• SHORT PROBLEM: Reproduce every line of the entries below verbatim, with nothing changed, added, or left out.

• EXTRACTED INFORMATION:
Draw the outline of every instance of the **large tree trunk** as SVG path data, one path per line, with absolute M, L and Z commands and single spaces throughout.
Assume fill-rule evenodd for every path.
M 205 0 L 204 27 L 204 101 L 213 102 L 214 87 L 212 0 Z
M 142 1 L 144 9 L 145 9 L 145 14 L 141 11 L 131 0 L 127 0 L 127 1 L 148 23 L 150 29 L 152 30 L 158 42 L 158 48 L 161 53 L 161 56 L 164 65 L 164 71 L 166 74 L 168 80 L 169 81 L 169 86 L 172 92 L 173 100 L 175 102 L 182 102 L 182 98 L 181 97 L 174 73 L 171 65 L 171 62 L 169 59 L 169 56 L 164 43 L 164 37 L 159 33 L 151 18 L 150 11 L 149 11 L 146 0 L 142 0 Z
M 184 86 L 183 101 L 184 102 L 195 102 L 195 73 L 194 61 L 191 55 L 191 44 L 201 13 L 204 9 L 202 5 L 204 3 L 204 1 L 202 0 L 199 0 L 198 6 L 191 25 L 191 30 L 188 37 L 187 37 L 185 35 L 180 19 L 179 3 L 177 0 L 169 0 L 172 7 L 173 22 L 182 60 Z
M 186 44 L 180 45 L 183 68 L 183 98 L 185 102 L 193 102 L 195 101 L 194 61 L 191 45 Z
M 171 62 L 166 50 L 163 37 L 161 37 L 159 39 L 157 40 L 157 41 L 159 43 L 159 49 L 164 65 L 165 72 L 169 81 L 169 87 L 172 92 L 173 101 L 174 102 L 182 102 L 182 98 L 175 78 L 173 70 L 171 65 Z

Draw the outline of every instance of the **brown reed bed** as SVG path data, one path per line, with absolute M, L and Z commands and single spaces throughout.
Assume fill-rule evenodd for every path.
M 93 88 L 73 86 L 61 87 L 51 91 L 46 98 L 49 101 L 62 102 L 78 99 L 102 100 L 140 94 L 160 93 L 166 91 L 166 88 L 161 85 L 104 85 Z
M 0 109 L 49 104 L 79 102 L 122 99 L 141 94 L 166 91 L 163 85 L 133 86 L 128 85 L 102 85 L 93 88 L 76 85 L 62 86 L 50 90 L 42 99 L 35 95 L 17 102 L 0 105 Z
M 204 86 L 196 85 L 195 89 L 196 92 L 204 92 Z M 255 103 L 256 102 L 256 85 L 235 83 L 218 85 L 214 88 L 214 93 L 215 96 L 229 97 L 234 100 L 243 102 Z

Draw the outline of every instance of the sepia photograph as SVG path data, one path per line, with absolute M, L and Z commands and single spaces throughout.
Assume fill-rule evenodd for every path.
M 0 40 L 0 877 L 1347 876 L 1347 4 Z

• OUTPUT BELOW:
Draw the outline of every instance of the **large tree trunk** as SVG path data, one path per line, with absolute M, L and Z commands and single spaces throughout.
Assume fill-rule evenodd for every path.
M 205 0 L 204 27 L 204 101 L 213 102 L 214 87 L 212 0 Z
M 142 1 L 144 9 L 145 9 L 145 14 L 141 11 L 131 0 L 127 0 L 127 1 L 148 23 L 150 29 L 152 30 L 158 42 L 158 48 L 161 53 L 161 56 L 164 65 L 164 71 L 166 74 L 168 80 L 169 81 L 169 86 L 172 92 L 173 100 L 175 102 L 182 102 L 182 98 L 181 97 L 174 73 L 171 65 L 171 62 L 169 59 L 169 56 L 164 43 L 164 37 L 159 33 L 151 18 L 150 11 L 149 11 L 146 0 L 142 0 Z
M 184 86 L 183 101 L 184 102 L 195 102 L 195 73 L 194 61 L 191 55 L 191 44 L 201 13 L 204 9 L 202 5 L 204 3 L 204 1 L 202 0 L 199 0 L 198 6 L 191 25 L 191 30 L 188 37 L 187 37 L 185 35 L 180 19 L 179 3 L 177 0 L 169 0 L 172 7 L 173 22 L 182 60 Z
M 186 44 L 180 45 L 183 68 L 183 98 L 185 102 L 193 102 L 195 101 L 194 61 L 191 45 Z
M 171 62 L 166 50 L 163 37 L 161 37 L 159 39 L 157 40 L 157 41 L 159 43 L 159 49 L 164 65 L 165 72 L 169 81 L 169 87 L 172 92 L 173 101 L 174 102 L 182 102 L 182 98 L 175 78 L 173 70 L 171 65 Z

Draw the outline of every instance of the **brown reed bed** as SVG path data, one path per line, with absolute M, L and Z commands and single spaces throughout.
Assume fill-rule evenodd for every path.
M 93 88 L 73 86 L 61 87 L 51 91 L 46 98 L 49 101 L 62 102 L 78 99 L 102 100 L 140 94 L 160 93 L 166 91 L 166 88 L 161 85 L 104 85 Z
M 0 109 L 49 104 L 79 102 L 122 99 L 141 94 L 166 91 L 163 85 L 133 86 L 128 85 L 102 85 L 93 88 L 76 85 L 62 86 L 50 90 L 42 99 L 35 95 L 17 102 L 0 105 Z
M 204 86 L 196 85 L 195 89 L 196 92 L 204 92 Z M 255 103 L 256 102 L 256 85 L 235 83 L 218 85 L 214 88 L 214 93 L 215 96 L 229 97 L 234 100 L 243 102 Z

Draw the outline of every instance of the sepia photograph as SVG path data, one path per line, with absolute M, L and Z commands and single spaces throughout.
Assume fill-rule evenodd for every path.
M 0 40 L 0 877 L 1347 876 L 1347 4 Z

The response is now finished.